● **THE REQUEST**
Return each line of the records below that contains the word "this".

==== RECORDS SHOWN ====

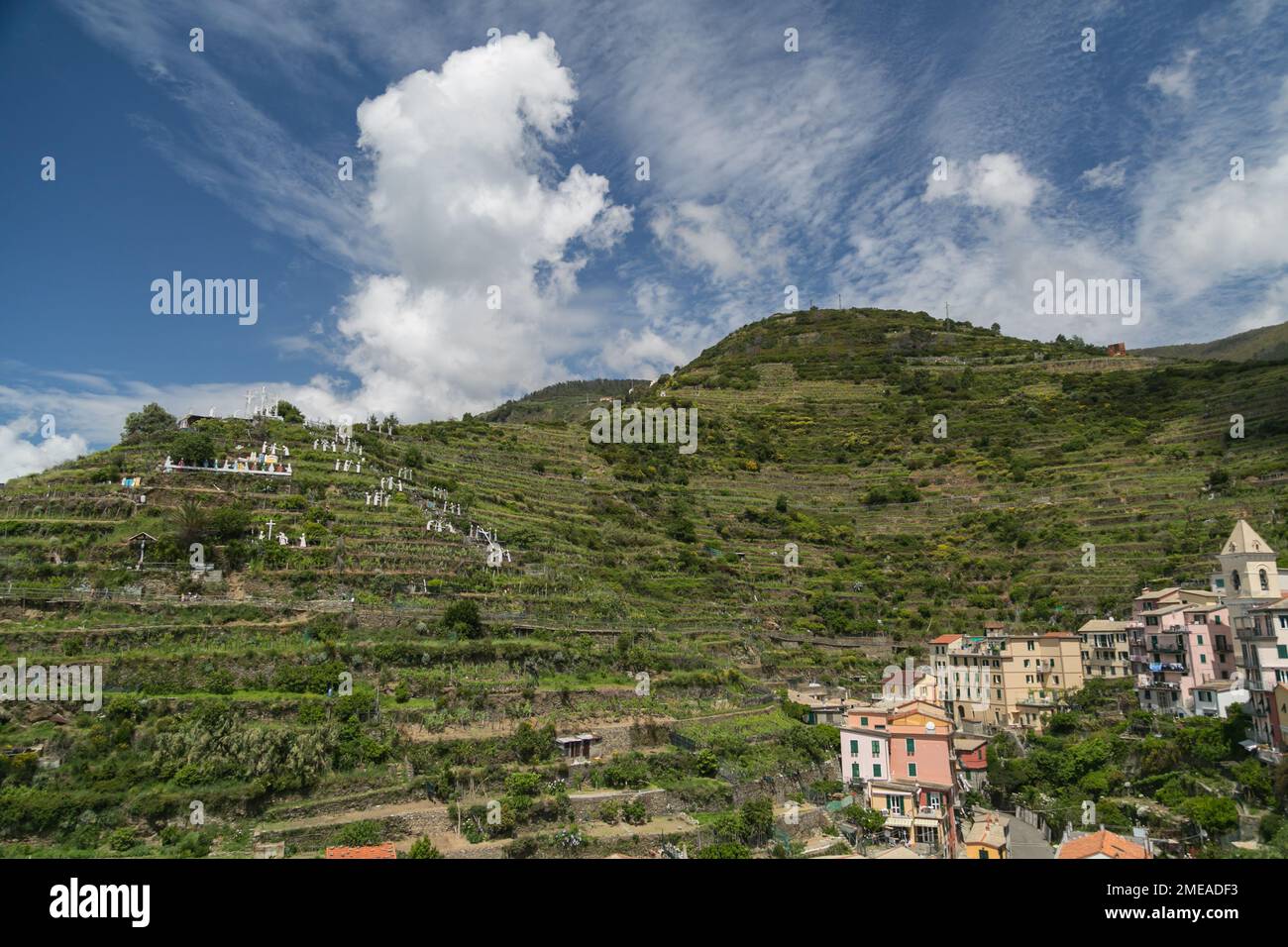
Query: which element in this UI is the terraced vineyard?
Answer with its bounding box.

====
==== RECORDS SHOWN ====

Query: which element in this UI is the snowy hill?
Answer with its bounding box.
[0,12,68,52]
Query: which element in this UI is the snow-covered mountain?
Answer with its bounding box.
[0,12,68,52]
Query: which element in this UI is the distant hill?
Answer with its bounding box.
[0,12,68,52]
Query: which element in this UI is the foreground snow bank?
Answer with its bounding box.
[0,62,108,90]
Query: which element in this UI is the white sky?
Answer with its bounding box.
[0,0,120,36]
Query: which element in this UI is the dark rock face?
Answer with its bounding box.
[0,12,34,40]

====
==== RECORDS SHOWN ====

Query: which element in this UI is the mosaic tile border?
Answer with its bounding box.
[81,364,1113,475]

====

● **THE COMPLETED TASK**
Query: which element in this UI is the terraced vineyard?
Query: which element in this UI is the snowy hill?
Query: which element in this UI is the snow-covered mountain?
Query: which element in this UI is the distant hill?
Query: which element in this UI is the foreground snow bank?
Query: which element in this UI is the white sky?
Query: which element in this UI is the dark rock face?
Query: which element in this UI is the mosaic tile border?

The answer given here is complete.